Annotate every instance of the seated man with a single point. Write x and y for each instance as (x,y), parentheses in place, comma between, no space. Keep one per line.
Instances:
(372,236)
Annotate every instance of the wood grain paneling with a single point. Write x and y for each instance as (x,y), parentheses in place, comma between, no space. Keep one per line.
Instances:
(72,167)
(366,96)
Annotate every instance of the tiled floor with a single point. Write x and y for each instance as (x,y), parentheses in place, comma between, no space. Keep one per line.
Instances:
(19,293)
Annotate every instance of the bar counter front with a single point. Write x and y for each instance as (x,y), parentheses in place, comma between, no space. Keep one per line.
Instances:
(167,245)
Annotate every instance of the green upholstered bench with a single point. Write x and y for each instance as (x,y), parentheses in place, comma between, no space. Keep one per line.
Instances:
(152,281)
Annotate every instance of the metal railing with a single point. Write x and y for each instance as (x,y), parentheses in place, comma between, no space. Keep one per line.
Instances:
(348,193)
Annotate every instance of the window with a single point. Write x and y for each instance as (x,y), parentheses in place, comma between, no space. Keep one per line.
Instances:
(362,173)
• • •
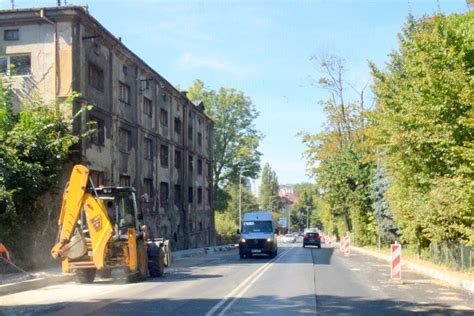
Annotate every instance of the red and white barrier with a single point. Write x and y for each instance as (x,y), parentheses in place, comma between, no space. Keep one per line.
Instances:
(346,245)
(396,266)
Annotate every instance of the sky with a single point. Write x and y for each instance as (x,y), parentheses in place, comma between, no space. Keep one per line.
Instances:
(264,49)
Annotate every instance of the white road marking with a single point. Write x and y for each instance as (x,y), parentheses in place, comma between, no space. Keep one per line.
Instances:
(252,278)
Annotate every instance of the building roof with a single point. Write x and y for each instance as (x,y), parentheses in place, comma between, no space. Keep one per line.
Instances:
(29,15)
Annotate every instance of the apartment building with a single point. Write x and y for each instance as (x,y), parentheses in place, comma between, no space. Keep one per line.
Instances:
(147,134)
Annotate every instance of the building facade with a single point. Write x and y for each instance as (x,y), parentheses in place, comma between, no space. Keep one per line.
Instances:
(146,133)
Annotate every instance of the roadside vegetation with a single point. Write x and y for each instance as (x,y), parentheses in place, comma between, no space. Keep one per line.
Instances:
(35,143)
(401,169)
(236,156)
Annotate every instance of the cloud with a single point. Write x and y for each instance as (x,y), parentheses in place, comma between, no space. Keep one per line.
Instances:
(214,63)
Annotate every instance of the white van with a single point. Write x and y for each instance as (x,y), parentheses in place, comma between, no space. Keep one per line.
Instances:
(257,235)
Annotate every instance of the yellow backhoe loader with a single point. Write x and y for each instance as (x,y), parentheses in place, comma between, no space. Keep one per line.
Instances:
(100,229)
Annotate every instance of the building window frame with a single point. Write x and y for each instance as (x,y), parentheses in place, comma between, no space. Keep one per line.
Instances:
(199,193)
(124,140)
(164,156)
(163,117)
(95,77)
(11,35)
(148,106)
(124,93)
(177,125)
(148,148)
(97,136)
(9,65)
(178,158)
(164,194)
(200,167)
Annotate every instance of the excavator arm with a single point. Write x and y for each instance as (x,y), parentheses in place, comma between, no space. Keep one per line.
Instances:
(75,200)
• • •
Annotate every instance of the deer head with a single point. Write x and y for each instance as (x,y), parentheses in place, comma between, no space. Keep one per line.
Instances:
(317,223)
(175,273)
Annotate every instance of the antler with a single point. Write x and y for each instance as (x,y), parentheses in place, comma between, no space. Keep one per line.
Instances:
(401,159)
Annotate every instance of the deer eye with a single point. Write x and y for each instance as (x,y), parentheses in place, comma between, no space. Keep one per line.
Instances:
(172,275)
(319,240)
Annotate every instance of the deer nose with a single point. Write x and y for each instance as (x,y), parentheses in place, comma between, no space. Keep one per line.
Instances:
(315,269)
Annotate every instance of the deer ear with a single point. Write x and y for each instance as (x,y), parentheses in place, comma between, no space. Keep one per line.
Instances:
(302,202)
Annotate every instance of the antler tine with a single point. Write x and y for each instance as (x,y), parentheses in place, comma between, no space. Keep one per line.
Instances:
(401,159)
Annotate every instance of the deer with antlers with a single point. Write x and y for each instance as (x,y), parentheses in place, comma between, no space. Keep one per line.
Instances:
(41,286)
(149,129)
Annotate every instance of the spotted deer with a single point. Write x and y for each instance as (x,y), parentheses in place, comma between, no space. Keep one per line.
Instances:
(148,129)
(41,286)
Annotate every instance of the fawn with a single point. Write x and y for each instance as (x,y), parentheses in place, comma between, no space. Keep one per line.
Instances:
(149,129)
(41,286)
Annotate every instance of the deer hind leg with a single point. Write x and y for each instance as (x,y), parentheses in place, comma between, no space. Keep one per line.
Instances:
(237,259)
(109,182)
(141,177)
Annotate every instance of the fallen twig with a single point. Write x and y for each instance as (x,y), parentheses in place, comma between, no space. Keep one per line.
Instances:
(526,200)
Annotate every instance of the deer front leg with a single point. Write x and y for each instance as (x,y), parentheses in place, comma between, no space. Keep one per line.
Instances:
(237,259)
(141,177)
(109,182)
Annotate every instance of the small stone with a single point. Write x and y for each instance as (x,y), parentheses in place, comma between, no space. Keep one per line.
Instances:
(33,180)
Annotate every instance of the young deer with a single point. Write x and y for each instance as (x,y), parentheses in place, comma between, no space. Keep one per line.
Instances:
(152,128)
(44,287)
• • •
__Short problem__.
State how many lines in the entries above contain the word "front", and give only that number.

__Task output__.
2